*Input records*:
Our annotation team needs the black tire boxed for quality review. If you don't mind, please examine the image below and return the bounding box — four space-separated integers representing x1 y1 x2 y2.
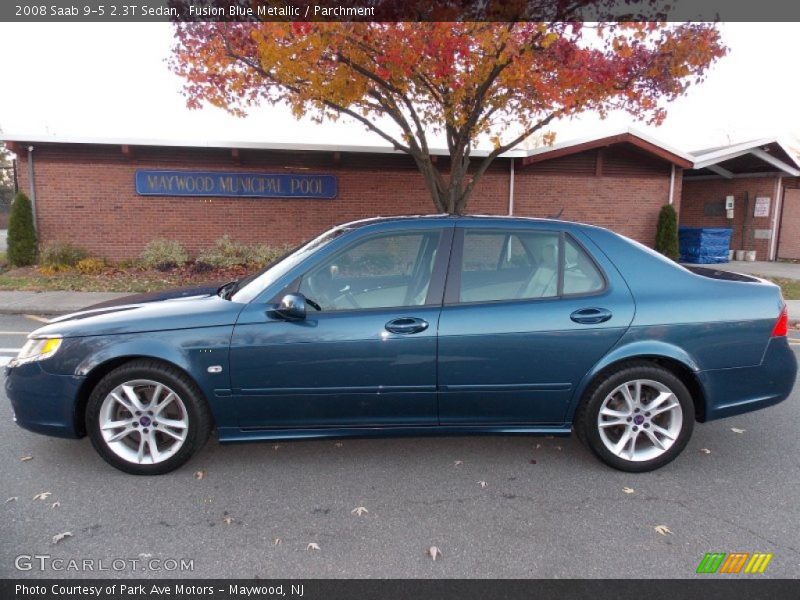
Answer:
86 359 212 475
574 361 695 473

...

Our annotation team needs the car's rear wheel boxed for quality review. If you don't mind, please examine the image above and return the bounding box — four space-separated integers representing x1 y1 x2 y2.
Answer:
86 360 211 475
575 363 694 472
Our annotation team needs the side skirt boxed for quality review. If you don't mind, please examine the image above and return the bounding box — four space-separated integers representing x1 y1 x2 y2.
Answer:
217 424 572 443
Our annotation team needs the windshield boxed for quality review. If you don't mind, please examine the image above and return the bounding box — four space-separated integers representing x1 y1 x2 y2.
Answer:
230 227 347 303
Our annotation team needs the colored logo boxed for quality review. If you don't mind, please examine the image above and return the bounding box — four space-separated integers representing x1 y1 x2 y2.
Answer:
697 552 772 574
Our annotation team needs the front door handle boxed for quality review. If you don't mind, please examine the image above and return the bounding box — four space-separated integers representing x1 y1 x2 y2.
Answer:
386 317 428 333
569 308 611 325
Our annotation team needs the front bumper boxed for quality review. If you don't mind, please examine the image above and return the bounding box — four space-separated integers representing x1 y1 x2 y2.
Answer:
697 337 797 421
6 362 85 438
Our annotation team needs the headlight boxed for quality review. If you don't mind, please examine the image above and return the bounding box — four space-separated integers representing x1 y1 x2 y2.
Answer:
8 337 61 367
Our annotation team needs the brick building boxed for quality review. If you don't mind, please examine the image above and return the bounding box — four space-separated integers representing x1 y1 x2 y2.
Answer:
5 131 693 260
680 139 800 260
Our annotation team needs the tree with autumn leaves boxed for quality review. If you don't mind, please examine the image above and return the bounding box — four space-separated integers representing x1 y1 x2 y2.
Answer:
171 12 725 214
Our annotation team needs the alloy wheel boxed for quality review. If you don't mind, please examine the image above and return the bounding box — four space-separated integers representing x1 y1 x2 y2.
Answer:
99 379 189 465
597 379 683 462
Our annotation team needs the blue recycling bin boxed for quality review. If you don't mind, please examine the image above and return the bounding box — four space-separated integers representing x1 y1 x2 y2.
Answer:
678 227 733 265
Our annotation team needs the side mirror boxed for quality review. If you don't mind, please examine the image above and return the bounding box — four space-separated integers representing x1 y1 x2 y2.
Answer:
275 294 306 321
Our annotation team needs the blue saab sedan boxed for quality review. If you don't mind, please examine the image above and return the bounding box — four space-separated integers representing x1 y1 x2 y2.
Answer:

--

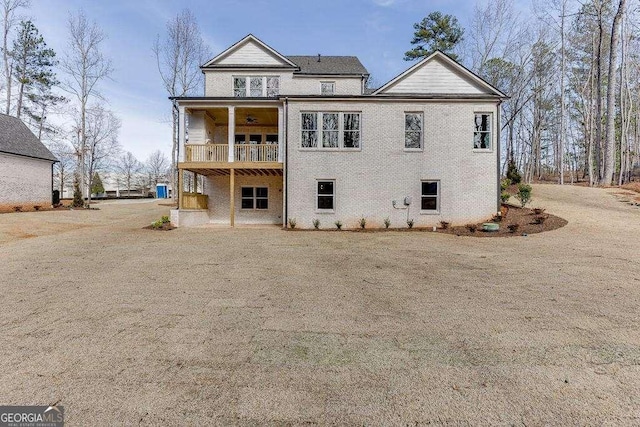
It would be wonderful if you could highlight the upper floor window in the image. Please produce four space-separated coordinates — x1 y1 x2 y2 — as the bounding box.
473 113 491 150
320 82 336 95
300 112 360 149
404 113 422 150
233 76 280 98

*Job*: Convert the stretch of records from the line containing "Our annotation team needs the black" through the line containing "574 361 695 473" into a JSON list of strings, one string per line and no blank lines. Leave the pictures out.

*Solution to the problem*:
[
  "Our annotation team needs the black tire boxed for quality review. If you don't mind, please examine the image below and return the bounding box — four space-separated integers representing x1 y1 x2 y2.",
  "Answer:",
  "86 359 212 475",
  "574 361 695 473"
]